**Your assignment**: Copy only those lines which run from the line containing "One dot per instance of the driver" to the end of the entries below, both inclusive, exactly as written and with no pictures.

**Data records**:
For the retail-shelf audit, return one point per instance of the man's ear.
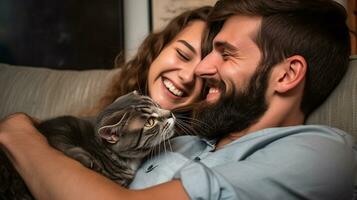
(291, 73)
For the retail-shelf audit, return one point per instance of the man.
(272, 63)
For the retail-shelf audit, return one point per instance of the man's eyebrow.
(190, 47)
(225, 45)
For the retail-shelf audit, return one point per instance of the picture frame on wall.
(162, 11)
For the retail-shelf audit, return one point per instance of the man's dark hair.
(314, 29)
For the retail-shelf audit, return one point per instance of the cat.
(114, 144)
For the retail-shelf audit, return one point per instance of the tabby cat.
(114, 144)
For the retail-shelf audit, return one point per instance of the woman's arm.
(50, 174)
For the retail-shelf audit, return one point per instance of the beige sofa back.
(340, 109)
(46, 93)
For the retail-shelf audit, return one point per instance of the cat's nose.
(166, 113)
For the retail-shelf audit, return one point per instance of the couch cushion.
(46, 93)
(340, 109)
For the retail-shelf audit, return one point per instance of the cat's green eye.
(150, 122)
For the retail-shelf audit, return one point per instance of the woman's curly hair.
(133, 74)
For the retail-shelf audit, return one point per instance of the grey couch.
(46, 93)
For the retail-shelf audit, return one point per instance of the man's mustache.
(215, 83)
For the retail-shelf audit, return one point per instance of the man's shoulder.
(301, 131)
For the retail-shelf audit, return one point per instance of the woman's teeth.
(168, 84)
(213, 90)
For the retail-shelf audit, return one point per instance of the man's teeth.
(213, 90)
(172, 88)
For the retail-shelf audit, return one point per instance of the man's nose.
(207, 68)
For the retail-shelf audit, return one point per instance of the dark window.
(65, 34)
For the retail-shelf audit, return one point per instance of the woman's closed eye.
(182, 55)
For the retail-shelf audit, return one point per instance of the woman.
(164, 71)
(163, 66)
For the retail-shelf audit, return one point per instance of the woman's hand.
(50, 174)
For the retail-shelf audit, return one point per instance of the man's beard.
(234, 112)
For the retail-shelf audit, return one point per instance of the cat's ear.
(108, 134)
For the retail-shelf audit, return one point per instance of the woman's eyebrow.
(190, 47)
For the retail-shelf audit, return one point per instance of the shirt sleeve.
(303, 166)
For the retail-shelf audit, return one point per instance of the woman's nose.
(187, 74)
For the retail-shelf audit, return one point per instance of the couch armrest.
(46, 93)
(340, 108)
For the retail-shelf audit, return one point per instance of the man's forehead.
(238, 29)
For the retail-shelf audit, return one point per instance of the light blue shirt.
(300, 162)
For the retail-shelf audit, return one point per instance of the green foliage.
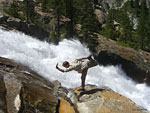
(13, 10)
(29, 10)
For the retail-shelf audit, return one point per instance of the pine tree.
(70, 14)
(141, 29)
(110, 30)
(58, 6)
(126, 33)
(29, 10)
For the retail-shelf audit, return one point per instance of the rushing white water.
(43, 57)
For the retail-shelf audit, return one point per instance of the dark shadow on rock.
(92, 91)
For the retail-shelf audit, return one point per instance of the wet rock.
(23, 91)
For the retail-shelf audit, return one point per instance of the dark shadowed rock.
(135, 63)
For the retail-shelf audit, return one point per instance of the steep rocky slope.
(136, 63)
(24, 91)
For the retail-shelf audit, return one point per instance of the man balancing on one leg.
(80, 65)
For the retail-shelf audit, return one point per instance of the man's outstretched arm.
(59, 68)
(89, 57)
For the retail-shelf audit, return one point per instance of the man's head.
(66, 64)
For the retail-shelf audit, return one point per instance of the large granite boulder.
(136, 63)
(24, 91)
(98, 100)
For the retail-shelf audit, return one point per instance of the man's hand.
(57, 66)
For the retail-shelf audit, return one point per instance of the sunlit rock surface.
(24, 91)
(102, 100)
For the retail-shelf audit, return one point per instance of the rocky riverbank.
(23, 90)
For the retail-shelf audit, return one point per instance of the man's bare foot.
(81, 89)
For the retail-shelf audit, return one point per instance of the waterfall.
(42, 57)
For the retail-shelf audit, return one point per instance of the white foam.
(43, 57)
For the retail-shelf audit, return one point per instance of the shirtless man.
(80, 65)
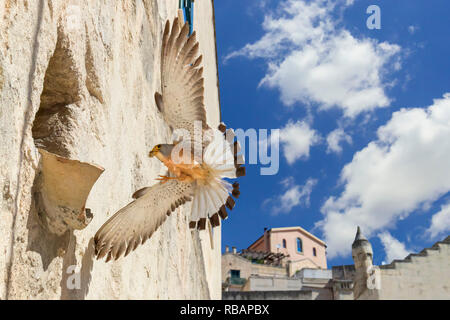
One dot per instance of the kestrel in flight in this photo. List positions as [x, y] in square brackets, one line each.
[194, 176]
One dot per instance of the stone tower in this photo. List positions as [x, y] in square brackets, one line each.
[366, 278]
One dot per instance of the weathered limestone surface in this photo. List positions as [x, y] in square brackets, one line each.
[82, 86]
[423, 275]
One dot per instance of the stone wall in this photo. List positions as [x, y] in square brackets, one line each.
[420, 276]
[424, 275]
[232, 261]
[82, 74]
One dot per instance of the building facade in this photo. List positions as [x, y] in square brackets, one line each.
[423, 275]
[303, 249]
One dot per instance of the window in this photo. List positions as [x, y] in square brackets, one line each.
[188, 11]
[235, 273]
[299, 245]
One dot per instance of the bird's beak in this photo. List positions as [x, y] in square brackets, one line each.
[153, 152]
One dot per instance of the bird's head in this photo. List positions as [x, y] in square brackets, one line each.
[161, 150]
[154, 151]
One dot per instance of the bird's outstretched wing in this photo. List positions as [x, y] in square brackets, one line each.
[136, 222]
[182, 83]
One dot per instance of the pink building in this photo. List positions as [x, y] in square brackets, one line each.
[304, 249]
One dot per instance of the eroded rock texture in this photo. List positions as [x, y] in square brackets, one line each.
[77, 79]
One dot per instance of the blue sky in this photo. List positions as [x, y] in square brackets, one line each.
[363, 114]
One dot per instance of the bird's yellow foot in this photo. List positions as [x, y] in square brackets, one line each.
[164, 179]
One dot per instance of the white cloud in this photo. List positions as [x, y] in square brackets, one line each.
[311, 59]
[406, 168]
[293, 196]
[393, 247]
[296, 139]
[335, 138]
[440, 222]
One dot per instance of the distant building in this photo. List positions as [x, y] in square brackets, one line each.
[423, 275]
[302, 249]
[282, 259]
[258, 273]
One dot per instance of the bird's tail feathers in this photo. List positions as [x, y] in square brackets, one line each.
[212, 199]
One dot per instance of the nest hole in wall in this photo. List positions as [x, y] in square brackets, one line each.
[63, 184]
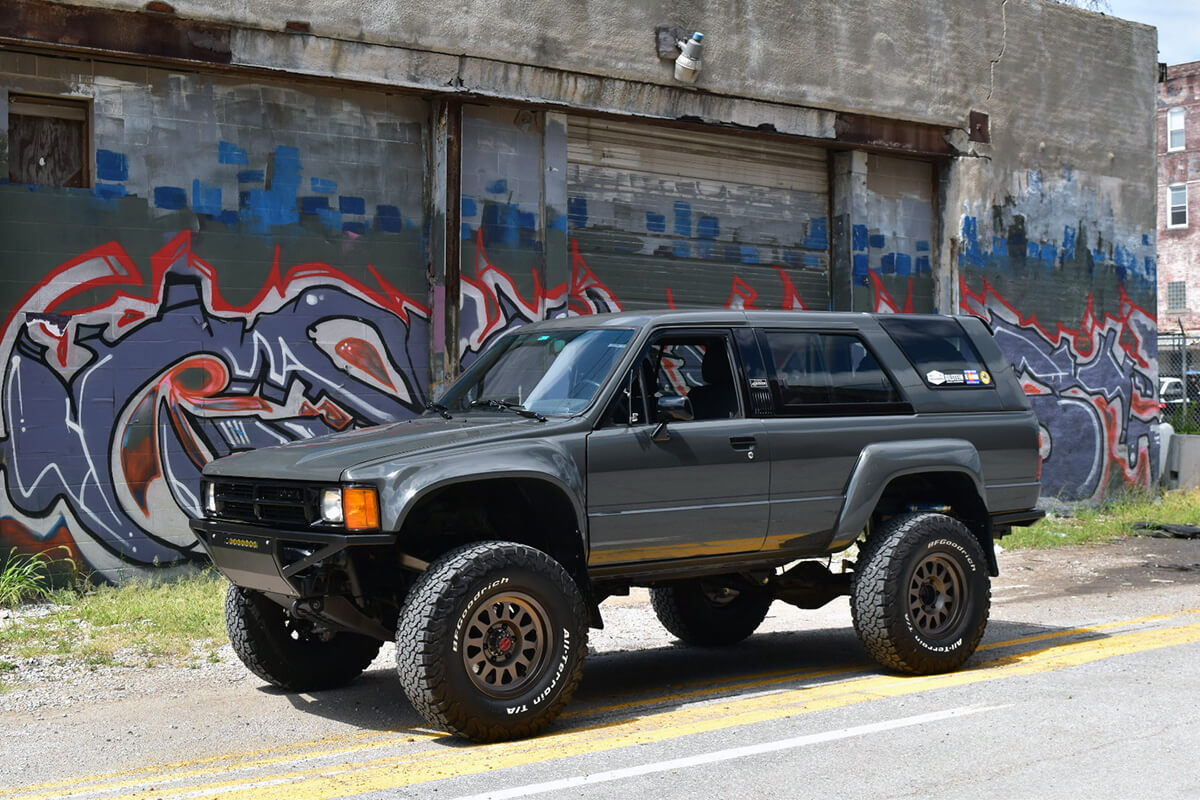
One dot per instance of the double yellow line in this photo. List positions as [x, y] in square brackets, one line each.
[331, 774]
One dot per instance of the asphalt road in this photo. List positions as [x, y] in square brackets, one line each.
[1087, 685]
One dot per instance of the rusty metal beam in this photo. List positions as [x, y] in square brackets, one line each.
[103, 30]
[893, 136]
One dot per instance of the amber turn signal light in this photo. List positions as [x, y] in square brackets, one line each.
[361, 507]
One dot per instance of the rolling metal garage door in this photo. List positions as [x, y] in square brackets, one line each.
[666, 216]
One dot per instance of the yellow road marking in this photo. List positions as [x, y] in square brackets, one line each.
[383, 774]
[363, 741]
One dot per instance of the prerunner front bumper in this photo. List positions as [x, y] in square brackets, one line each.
[268, 560]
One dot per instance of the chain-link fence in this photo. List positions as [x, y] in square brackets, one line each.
[1179, 380]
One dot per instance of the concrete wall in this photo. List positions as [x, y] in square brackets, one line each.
[263, 254]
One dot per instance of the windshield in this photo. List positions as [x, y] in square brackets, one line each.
[556, 372]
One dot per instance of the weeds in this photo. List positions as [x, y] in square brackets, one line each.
[1107, 522]
[31, 576]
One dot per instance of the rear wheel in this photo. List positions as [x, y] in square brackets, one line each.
[491, 641]
[921, 594]
[291, 653]
[711, 612]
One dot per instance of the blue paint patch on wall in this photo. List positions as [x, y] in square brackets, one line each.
[389, 220]
[205, 198]
[264, 209]
[859, 238]
[683, 218]
[169, 197]
[112, 166]
[109, 191]
[330, 218]
[862, 269]
[819, 234]
[231, 154]
[313, 204]
[1069, 236]
[972, 253]
[577, 211]
[352, 205]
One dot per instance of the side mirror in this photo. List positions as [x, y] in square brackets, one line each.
[671, 409]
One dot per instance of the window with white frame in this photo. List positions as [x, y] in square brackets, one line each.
[1176, 295]
[1177, 200]
[1175, 137]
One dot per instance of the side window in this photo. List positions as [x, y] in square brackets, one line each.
[940, 350]
[696, 366]
[821, 373]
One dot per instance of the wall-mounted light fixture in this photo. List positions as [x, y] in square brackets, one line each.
[690, 53]
[673, 42]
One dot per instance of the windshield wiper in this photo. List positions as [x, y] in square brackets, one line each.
[430, 405]
[509, 407]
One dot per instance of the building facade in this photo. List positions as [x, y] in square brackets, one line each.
[229, 224]
[1179, 199]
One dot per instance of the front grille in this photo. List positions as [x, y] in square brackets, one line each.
[267, 503]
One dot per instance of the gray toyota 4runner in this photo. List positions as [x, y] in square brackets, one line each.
[719, 458]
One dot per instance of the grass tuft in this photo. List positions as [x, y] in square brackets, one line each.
[27, 577]
[1109, 521]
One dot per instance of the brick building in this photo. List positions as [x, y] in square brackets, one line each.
[1179, 199]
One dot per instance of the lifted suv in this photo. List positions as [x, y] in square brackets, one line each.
[703, 455]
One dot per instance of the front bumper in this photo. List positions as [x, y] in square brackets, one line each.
[269, 560]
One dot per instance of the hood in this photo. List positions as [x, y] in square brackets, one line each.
[324, 458]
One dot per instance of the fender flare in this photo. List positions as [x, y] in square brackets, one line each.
[882, 462]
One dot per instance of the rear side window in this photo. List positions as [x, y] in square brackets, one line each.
[827, 373]
[940, 350]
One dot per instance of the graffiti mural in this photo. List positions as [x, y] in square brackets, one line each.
[1072, 302]
[121, 384]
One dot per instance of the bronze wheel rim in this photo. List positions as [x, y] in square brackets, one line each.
[507, 643]
[936, 595]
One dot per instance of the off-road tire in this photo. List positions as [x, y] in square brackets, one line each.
[697, 612]
[921, 594]
[491, 641]
[289, 653]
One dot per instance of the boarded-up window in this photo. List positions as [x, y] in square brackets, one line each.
[47, 142]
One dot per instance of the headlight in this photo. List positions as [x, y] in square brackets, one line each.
[331, 506]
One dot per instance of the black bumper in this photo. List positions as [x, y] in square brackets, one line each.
[268, 560]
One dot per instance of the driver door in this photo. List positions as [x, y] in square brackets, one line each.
[688, 488]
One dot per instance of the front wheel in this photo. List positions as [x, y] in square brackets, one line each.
[291, 653]
[921, 594]
[491, 641]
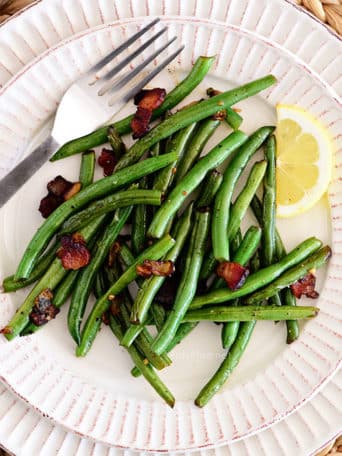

**Exercise response**:
One dot per instance of the driver door in this photo. List positions as [x, y] in square brackets, one line each.
[688, 488]
One dot per instance of the front wheel in this photo. List positions as [x, y] in square brackets, one line each.
[291, 653]
[921, 594]
[491, 641]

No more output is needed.